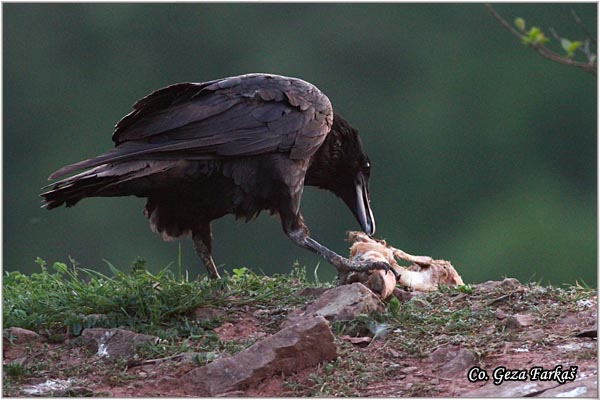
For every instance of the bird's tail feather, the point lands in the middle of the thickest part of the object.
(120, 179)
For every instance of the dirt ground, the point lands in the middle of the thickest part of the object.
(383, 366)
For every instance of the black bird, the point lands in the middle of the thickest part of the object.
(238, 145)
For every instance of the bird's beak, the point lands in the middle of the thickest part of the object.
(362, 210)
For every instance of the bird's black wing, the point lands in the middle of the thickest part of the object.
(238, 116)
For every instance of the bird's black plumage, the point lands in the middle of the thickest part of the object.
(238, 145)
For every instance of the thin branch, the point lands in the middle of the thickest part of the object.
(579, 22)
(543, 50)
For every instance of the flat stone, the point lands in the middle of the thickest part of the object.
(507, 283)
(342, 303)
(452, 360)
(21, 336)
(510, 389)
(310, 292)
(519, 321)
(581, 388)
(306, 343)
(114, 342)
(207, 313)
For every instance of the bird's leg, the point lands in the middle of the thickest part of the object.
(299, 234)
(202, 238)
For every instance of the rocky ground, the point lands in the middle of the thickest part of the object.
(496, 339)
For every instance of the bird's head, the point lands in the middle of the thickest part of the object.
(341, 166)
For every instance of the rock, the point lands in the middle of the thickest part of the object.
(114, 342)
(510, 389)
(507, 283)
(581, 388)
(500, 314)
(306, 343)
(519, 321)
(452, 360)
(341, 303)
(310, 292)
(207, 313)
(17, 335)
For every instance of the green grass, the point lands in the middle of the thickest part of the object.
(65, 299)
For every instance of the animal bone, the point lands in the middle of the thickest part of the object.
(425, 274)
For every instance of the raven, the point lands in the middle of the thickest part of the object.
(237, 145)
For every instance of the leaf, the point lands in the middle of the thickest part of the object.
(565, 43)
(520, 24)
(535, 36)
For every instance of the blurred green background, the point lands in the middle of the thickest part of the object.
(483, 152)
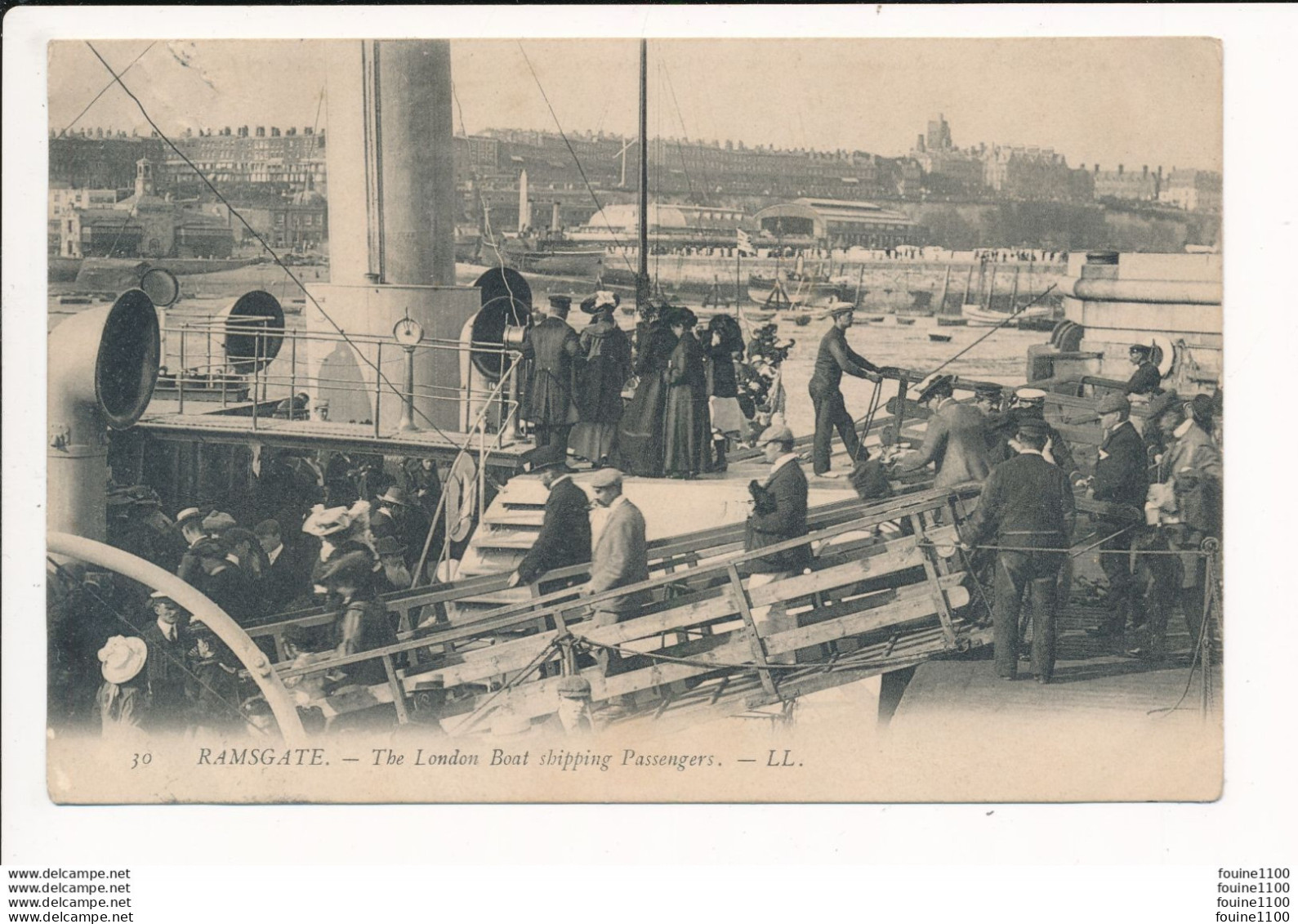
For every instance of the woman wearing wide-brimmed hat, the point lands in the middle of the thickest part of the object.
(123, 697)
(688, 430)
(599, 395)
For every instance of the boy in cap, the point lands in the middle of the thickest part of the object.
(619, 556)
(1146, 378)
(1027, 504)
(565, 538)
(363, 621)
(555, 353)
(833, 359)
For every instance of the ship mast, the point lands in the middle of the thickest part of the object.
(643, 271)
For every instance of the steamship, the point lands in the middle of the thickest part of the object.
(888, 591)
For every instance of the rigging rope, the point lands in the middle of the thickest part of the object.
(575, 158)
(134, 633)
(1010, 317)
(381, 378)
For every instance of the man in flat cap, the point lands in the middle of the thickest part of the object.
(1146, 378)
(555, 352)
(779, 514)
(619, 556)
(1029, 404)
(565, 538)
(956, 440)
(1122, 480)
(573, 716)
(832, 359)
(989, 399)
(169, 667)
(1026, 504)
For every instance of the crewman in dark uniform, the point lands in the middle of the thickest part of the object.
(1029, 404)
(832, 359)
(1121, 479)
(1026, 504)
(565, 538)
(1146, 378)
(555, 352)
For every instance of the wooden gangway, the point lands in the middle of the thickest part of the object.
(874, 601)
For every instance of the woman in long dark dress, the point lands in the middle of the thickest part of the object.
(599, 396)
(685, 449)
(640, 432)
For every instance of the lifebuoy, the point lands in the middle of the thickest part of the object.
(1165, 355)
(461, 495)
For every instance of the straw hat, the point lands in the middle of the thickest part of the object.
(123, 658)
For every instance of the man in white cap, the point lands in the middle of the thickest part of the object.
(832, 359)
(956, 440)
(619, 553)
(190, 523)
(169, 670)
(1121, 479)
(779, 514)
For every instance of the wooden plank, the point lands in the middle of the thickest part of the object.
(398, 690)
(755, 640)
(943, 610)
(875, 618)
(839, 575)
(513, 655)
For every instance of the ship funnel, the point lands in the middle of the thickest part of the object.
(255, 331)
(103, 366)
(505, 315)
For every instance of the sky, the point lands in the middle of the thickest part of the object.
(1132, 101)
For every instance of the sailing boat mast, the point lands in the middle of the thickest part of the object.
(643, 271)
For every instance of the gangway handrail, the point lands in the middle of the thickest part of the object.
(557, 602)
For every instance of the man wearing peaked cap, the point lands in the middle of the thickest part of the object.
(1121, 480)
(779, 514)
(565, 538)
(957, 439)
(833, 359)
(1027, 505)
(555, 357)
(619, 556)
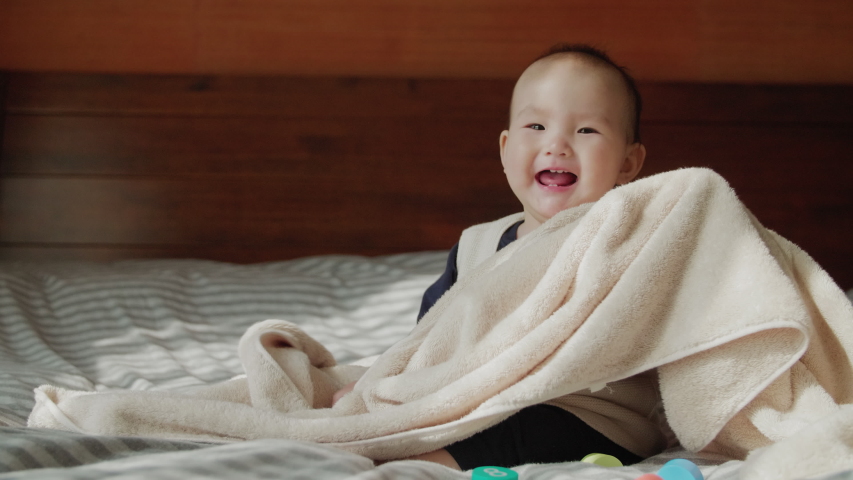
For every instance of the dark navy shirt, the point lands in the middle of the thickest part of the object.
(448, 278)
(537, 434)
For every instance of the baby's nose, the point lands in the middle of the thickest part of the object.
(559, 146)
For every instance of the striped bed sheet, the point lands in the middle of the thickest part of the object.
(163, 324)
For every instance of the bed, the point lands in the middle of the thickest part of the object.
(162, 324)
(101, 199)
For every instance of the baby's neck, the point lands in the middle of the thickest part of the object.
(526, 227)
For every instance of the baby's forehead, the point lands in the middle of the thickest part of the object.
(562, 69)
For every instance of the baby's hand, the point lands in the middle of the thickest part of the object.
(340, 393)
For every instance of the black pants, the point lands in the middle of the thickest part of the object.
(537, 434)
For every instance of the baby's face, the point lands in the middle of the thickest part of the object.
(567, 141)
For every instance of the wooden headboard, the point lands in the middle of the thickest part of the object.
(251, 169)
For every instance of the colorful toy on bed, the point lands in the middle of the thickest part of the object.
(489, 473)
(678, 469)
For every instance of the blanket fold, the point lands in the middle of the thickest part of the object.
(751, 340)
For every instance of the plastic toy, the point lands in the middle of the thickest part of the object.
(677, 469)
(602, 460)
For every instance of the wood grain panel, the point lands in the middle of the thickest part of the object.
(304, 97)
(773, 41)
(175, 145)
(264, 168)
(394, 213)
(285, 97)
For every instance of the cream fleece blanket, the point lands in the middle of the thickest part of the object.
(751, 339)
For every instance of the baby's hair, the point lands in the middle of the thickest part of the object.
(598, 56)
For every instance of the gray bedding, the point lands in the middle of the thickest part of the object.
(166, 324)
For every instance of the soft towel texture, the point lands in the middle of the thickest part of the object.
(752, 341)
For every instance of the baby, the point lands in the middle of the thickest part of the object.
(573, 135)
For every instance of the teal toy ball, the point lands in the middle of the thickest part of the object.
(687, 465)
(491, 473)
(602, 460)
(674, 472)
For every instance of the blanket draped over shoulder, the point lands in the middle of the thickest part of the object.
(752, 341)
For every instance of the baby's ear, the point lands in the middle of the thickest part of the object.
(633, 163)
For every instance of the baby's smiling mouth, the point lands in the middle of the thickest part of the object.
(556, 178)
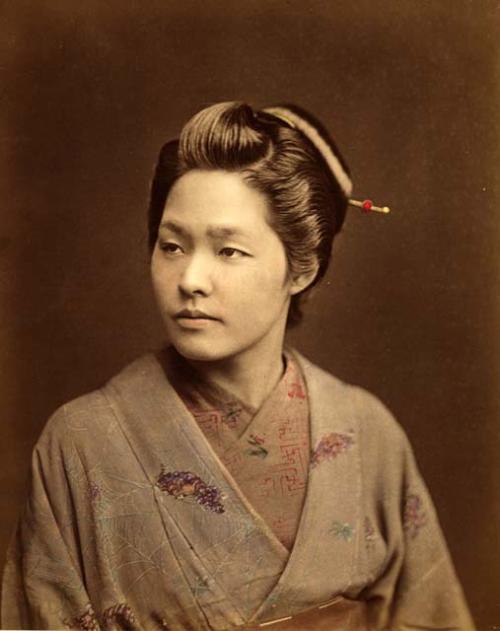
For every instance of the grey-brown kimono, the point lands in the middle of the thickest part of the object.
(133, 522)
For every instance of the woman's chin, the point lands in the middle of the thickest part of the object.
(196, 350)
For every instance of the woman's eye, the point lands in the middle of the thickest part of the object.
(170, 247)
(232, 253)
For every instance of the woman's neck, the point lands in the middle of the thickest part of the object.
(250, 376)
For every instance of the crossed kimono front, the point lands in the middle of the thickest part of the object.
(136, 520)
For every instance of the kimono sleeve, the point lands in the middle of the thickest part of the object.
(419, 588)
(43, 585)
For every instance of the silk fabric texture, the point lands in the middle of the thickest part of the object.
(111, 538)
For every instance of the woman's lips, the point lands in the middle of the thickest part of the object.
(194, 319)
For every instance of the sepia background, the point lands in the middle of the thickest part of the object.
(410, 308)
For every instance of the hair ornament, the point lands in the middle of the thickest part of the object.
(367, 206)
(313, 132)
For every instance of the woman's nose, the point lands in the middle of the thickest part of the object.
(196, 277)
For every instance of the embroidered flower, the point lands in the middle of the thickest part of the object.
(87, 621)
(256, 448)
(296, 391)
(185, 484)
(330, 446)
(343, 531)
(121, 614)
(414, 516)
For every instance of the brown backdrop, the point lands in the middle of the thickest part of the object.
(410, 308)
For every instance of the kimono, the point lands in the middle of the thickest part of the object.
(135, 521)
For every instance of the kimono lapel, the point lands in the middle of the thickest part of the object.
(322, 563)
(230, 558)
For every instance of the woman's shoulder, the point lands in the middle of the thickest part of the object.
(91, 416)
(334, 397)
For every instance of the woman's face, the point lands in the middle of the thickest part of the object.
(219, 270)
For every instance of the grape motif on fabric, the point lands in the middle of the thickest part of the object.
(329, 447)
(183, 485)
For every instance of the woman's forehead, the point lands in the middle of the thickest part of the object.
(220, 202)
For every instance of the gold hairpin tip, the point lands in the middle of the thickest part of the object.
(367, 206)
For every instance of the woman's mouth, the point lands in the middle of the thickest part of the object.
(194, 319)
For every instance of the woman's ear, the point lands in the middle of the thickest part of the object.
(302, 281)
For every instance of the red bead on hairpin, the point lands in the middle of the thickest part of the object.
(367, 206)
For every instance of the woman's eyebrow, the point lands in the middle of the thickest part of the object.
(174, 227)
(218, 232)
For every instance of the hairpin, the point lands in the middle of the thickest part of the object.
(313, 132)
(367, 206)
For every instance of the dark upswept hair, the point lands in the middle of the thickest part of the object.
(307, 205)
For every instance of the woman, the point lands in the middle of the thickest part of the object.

> **What is expected**:
Take everything from the line containing "For every instance of the dark upswept" down to the end of the data and turn it into a JSON list of strings, one string per line, with blank lines left out.

> **Reply**:
[
  "For every instance of the dark upswept hair, the point lands in the middle of the thickest part of the object.",
  "(307, 205)",
  "For every instance of the woman, the point lands in the middle of the thickest part of the object."
]